Source passage:
The Honorable Sheila Abdus-Salaam, an associate judge on the New York Court of Appeals and a resident of Harlem, New York, died on April 12, 2017, at age 65.
During her 40-year legal career, Sheila gave tirelessly and compassionately as a public servant, mentor, distinguished jurist, and community leader. The first black woman appointed to New York’s highest court, Sheila was known for her support of young lawyers and law students, encouragement of the aspirations of practicing lawyers and judges, and her commitment to excellence.
A native of Washington D.C., Sheila was one of seven children born to Willena Turner and Alfred Brown. She was educated in the District of Columbia Public Schools and attended Eastern Senior High School, graduating in June 1970 as salutatorian of her class. She received a scholarship to attend Barnard College, graduating in 1974. In 1977, she earned her Juris Doctorate from Columbia Law School where she was a Charles Evans Hughes Fellow.
Following law school, Sheila started her legal career as a public defender at Brooklyn Legal Services and then worked as assistant attorney general in the Civil Rights and Real Estate Financing Bureaus of the New York State Attorney General’s office from 1980 to 1988. She subsequently became general counsel of the New York City Division of Labor Services, serving there until 1991.
Sheila was first elected a judge of the Civil Court of the City of New York, beginning in December 1991, and then, in 1993 and 2007, was elected a justice of the Supreme Court, First Department of the State of New York. In March 2009, she was appointed to the Supreme Court’s appellate division by Governor David A. Paterson, and in 2013, Governor Andrew M. Cuomo appointed her to the Court of Appeals, New York’s highest court.
Among her many memorable legal opinions was her 2016 Court of Appeals decision in Matter of Brooke S.B. vs. Elizabeth A.C., which expanded the legal definition of what it means to be a parent, effectively overturning a previous ruling in which the court had held that the non-biological parent in a same-sex couple relationship had no standing to seek custody or visitation rights following a breakup. She was known and respected as a jurist who with thoughtfulness, compassion and sensitivity protected the rights of the most vulnerable in our society.

Source data:
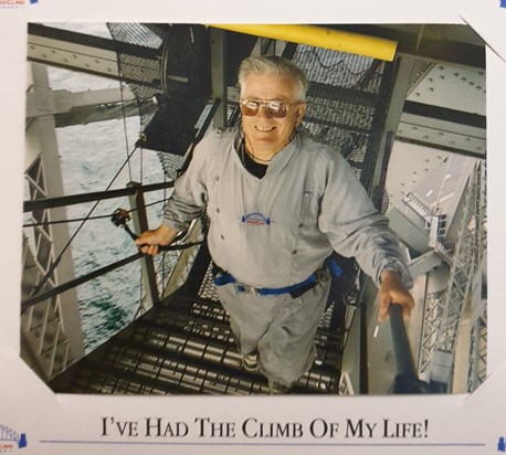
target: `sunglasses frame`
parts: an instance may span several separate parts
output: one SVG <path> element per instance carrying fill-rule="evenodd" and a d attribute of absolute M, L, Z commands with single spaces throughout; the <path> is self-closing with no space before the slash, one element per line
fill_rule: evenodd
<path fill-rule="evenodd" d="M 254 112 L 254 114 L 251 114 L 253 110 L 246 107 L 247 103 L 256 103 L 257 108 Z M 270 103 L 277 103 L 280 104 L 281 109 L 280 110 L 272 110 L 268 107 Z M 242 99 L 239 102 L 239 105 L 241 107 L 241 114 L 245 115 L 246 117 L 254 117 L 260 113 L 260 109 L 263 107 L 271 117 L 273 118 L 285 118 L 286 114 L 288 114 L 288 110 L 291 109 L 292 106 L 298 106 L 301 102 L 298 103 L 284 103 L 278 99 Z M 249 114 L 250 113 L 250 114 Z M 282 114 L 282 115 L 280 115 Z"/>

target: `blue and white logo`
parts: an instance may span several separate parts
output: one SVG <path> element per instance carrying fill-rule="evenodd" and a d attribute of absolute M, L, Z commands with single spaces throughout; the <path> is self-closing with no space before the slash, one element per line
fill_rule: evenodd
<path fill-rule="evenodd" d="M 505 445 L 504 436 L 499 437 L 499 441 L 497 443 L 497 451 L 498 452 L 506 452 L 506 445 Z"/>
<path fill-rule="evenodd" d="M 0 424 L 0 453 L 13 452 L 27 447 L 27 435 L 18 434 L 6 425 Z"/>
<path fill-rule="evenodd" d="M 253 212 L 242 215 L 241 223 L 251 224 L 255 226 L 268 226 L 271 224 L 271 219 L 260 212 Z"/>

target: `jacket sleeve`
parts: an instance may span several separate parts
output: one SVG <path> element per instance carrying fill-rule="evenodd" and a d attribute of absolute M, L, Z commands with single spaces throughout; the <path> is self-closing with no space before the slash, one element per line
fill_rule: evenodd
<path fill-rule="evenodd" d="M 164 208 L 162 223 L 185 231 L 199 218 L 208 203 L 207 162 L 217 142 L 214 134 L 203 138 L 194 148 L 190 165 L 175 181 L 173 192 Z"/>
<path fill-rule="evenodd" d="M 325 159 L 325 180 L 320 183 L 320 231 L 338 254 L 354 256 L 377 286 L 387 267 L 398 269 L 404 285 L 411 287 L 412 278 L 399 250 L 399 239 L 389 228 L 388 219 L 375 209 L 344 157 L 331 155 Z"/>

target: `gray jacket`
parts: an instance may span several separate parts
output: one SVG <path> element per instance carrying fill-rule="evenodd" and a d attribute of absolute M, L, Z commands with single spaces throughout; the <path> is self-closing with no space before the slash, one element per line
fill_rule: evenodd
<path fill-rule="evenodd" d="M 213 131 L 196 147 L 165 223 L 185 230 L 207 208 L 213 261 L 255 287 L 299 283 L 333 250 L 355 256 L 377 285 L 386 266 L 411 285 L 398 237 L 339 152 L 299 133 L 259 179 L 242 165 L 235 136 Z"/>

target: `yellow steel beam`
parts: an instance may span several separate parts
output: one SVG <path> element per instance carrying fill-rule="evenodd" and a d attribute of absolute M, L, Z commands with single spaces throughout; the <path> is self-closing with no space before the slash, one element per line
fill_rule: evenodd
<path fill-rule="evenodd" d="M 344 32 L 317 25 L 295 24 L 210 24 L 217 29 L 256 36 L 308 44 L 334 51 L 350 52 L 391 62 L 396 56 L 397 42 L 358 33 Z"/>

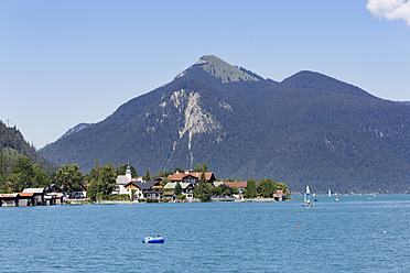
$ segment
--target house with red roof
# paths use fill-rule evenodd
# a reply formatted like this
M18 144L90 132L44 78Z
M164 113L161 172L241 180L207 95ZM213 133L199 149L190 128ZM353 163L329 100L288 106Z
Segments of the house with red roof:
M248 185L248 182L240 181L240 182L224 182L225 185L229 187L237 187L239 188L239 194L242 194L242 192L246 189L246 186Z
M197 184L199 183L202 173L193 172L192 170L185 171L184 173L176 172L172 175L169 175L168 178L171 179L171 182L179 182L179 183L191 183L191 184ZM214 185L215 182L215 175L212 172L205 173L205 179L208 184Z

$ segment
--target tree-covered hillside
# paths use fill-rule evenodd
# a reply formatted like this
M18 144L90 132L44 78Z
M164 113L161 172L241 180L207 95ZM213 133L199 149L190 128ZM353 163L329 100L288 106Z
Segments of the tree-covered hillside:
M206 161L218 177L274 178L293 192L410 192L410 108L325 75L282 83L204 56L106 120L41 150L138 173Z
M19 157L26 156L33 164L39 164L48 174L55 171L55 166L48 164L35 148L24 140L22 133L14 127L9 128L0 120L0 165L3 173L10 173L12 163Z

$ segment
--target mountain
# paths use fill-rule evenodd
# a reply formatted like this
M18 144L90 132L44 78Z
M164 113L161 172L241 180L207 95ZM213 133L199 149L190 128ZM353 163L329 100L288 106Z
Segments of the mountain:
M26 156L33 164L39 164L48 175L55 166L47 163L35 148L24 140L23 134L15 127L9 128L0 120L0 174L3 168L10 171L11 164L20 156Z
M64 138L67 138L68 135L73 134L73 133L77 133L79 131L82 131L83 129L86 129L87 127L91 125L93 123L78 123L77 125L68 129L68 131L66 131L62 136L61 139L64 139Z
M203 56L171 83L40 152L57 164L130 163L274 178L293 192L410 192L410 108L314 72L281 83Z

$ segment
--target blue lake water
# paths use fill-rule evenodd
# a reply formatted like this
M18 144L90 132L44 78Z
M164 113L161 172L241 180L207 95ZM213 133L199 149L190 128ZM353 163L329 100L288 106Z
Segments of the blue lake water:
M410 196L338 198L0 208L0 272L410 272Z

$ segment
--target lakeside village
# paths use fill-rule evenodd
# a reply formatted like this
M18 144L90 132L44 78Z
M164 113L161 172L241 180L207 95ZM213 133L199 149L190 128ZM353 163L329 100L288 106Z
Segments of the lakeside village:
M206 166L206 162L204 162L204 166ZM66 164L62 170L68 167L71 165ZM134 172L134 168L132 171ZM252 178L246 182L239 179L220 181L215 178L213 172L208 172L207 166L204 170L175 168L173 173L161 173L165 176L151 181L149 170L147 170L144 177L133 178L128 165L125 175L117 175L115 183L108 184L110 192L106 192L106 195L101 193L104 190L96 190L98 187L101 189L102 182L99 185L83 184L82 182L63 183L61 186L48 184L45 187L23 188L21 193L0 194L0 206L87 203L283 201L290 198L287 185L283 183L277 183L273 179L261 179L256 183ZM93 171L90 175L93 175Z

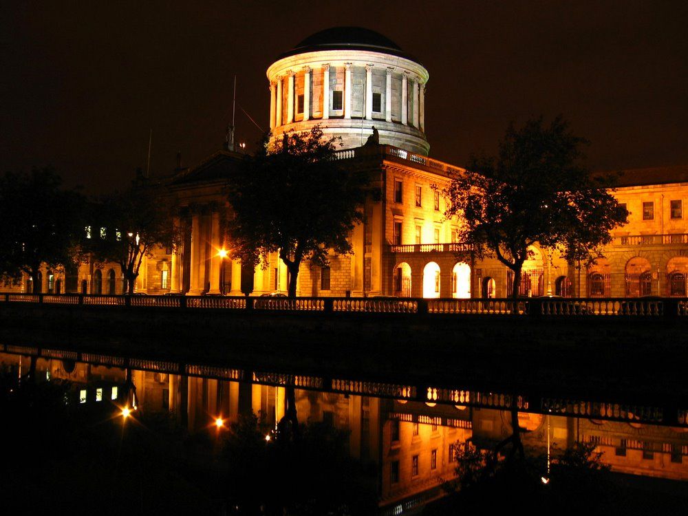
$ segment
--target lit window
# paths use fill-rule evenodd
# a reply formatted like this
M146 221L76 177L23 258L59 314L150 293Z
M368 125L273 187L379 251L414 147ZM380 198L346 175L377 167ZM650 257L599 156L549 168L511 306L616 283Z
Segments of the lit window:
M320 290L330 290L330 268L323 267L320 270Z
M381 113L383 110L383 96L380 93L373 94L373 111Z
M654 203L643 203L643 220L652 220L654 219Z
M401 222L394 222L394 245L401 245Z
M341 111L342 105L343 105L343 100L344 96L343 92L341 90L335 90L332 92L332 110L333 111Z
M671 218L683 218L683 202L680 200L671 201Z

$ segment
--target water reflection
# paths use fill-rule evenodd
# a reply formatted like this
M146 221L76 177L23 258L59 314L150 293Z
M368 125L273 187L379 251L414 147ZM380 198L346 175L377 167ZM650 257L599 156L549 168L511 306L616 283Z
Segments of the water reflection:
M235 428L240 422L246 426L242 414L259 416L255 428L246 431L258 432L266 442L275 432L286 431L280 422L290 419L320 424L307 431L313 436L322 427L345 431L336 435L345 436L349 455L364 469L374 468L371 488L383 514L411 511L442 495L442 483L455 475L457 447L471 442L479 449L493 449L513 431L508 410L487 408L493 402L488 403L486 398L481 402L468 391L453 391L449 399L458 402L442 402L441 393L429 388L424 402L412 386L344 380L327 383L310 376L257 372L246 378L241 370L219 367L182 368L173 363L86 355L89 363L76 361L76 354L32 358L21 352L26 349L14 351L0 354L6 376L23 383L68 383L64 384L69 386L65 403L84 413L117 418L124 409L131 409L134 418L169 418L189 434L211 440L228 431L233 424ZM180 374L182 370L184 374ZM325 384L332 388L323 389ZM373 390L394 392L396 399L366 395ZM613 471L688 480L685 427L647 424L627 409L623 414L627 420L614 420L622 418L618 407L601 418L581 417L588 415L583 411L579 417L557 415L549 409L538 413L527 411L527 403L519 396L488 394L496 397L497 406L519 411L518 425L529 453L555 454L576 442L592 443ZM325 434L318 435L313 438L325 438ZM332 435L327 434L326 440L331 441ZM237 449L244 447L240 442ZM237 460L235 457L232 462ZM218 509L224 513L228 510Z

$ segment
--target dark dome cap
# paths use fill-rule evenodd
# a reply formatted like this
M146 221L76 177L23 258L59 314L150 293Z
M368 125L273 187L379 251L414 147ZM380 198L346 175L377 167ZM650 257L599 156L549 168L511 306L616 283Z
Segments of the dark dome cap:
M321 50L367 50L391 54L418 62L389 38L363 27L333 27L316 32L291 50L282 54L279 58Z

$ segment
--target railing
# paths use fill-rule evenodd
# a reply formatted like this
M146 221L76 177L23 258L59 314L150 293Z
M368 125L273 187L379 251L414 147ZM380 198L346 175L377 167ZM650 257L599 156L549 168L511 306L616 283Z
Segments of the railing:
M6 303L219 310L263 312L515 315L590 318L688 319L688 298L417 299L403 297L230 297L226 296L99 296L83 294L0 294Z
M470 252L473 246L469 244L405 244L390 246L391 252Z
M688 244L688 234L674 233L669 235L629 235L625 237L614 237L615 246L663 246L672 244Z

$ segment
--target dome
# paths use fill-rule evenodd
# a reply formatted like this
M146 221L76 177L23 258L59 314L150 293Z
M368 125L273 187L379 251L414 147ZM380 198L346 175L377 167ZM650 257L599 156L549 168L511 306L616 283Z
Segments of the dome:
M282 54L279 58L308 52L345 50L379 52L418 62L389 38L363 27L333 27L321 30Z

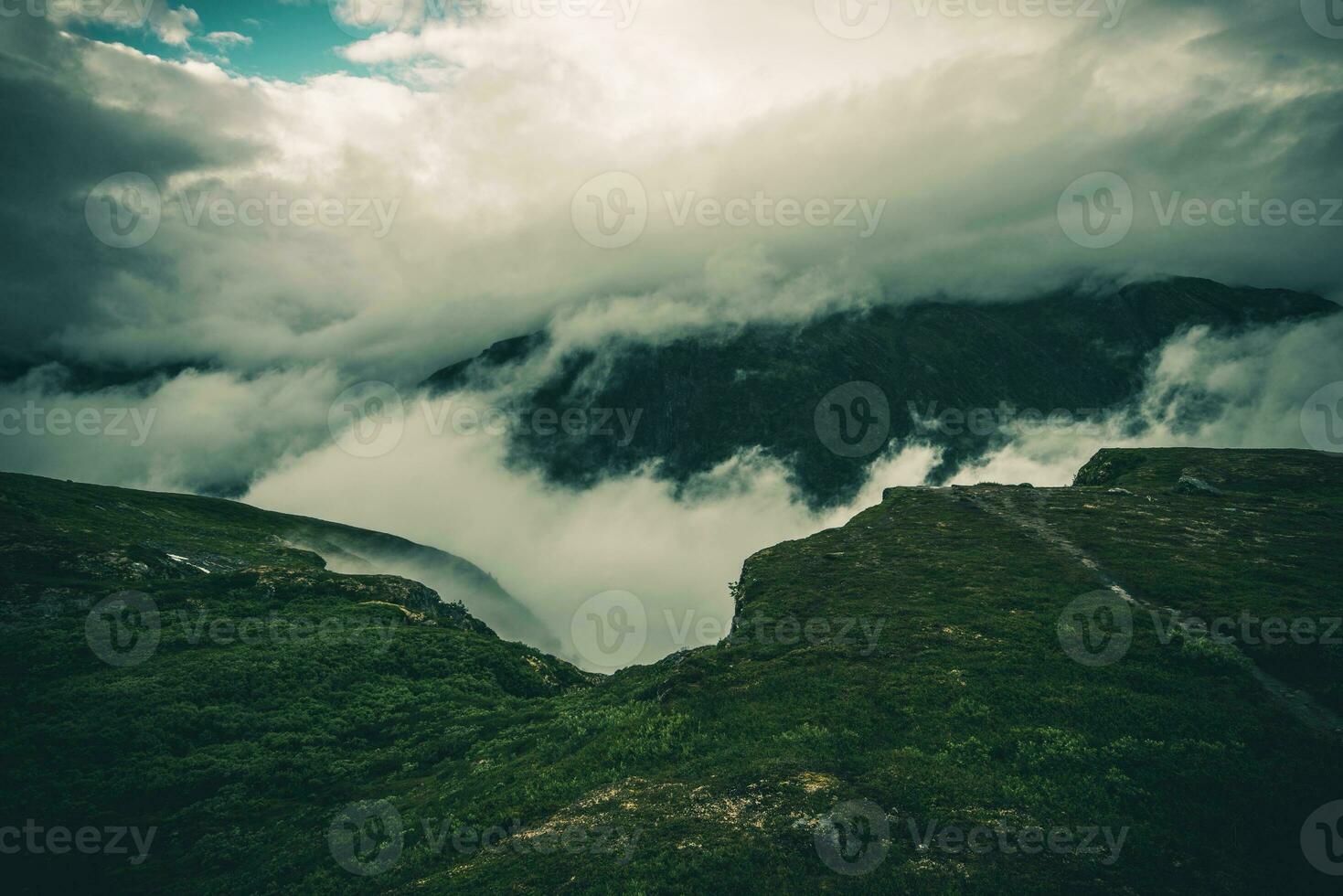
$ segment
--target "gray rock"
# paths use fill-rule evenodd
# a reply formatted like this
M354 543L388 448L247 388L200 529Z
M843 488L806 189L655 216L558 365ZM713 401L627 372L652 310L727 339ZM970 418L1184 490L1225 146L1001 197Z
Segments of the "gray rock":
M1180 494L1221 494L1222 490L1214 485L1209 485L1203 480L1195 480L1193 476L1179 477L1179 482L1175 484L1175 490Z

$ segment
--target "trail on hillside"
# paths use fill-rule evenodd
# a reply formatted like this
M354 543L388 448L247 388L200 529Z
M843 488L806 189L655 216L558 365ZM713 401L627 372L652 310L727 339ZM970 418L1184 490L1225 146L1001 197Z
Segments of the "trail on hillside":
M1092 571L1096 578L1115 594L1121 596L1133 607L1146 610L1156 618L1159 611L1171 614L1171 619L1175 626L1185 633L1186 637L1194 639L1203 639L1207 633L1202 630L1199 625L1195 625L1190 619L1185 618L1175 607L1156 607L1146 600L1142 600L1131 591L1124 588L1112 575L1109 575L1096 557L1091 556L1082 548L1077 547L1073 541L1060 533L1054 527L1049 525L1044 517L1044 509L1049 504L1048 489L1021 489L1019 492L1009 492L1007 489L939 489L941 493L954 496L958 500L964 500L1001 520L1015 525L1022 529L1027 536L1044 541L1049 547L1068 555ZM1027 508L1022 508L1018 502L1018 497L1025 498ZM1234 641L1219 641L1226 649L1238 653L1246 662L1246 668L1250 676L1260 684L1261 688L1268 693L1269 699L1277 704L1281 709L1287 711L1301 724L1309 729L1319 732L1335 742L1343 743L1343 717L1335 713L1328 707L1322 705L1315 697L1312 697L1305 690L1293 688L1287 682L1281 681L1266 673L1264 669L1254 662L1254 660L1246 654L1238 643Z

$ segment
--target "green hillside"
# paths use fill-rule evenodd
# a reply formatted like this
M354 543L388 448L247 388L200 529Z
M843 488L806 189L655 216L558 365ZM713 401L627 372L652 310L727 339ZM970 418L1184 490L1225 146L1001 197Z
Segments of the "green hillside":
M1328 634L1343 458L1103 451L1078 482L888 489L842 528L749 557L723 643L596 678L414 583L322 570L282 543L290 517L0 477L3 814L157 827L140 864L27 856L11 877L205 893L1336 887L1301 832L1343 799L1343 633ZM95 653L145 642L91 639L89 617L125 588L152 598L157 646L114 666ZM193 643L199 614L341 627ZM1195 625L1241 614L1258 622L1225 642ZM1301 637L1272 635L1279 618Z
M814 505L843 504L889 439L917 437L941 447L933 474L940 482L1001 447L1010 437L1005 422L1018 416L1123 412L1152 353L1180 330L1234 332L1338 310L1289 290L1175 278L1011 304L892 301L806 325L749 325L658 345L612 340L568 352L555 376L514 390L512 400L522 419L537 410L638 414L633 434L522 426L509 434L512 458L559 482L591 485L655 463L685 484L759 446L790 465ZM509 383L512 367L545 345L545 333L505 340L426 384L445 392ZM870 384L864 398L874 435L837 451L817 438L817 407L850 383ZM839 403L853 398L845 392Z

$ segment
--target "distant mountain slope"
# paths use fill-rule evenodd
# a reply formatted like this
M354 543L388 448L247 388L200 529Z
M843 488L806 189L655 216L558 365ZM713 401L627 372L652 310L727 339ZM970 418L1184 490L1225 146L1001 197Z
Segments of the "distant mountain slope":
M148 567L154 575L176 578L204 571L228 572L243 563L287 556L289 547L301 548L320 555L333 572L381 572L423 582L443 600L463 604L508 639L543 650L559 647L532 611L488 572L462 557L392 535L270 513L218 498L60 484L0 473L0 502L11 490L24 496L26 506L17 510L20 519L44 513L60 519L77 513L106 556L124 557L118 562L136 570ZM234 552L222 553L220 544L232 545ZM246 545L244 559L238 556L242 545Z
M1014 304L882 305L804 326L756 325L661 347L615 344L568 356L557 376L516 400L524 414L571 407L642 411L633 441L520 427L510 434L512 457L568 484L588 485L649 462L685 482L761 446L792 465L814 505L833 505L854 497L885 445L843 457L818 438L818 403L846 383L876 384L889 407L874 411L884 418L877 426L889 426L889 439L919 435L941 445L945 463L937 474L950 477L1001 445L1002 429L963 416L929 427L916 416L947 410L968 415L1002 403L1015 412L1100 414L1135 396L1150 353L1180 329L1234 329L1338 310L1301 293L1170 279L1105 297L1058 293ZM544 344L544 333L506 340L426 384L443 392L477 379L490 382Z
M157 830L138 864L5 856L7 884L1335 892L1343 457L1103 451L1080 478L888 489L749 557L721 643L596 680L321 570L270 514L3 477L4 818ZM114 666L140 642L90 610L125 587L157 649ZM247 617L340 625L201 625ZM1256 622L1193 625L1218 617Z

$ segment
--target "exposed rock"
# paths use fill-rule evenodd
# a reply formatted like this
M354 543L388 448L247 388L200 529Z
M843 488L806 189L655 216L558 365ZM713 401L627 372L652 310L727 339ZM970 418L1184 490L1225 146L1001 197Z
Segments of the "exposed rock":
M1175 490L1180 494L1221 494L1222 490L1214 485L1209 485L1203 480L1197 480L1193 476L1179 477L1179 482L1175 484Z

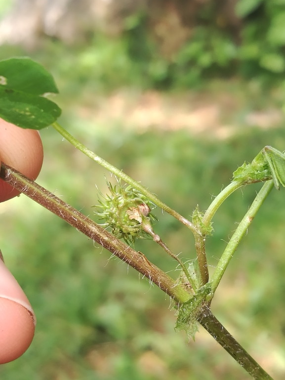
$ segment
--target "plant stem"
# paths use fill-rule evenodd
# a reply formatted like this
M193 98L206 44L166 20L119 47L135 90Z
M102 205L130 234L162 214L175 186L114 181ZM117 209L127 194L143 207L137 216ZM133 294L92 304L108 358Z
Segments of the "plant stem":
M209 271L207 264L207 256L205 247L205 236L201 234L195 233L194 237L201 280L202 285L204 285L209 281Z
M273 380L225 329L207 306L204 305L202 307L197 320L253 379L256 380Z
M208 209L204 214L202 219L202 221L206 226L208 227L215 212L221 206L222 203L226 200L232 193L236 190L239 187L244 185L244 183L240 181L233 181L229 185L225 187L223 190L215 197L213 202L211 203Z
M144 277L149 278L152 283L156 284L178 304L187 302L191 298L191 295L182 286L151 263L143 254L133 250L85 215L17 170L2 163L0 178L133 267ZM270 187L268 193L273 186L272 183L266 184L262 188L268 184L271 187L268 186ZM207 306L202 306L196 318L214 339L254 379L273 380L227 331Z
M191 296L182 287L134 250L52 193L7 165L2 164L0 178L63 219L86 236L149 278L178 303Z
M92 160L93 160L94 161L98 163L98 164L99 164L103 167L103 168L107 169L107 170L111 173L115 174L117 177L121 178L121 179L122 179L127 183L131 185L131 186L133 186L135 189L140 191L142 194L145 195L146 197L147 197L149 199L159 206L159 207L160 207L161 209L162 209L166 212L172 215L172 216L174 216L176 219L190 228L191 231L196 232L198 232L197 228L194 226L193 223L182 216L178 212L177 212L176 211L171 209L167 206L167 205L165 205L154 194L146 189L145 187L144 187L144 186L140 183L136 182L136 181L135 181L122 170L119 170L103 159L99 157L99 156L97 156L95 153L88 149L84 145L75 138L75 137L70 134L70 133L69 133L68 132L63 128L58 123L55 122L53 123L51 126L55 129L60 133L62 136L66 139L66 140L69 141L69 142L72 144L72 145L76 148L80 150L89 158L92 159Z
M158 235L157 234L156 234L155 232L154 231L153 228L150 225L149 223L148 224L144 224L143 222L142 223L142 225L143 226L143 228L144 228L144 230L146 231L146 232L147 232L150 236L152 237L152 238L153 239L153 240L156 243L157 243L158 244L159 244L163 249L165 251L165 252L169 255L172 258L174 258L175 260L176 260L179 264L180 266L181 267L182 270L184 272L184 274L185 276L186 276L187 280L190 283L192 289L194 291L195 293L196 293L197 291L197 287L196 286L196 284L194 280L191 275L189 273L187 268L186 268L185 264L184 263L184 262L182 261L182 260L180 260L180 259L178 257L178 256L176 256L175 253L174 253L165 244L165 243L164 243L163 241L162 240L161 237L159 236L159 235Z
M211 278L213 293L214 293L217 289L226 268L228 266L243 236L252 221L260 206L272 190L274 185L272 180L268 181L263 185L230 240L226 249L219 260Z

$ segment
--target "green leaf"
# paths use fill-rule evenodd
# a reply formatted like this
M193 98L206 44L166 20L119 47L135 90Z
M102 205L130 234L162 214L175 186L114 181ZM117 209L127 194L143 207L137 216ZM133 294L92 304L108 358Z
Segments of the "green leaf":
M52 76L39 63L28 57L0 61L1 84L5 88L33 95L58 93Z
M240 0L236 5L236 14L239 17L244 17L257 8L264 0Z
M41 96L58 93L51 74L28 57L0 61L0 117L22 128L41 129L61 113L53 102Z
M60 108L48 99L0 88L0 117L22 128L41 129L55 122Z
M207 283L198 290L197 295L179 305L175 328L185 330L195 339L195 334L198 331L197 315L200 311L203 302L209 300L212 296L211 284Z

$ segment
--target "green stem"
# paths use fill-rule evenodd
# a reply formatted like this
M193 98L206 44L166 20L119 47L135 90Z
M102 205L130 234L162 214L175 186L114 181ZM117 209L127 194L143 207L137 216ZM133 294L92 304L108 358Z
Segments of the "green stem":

Activity: According to the biography of Sheila Abdus-Salaam, which governor appointed her to the Court of Appeals, and in what year?

Solution to this exercise: Governor Andrew M. Cuomo appointed her in 2013.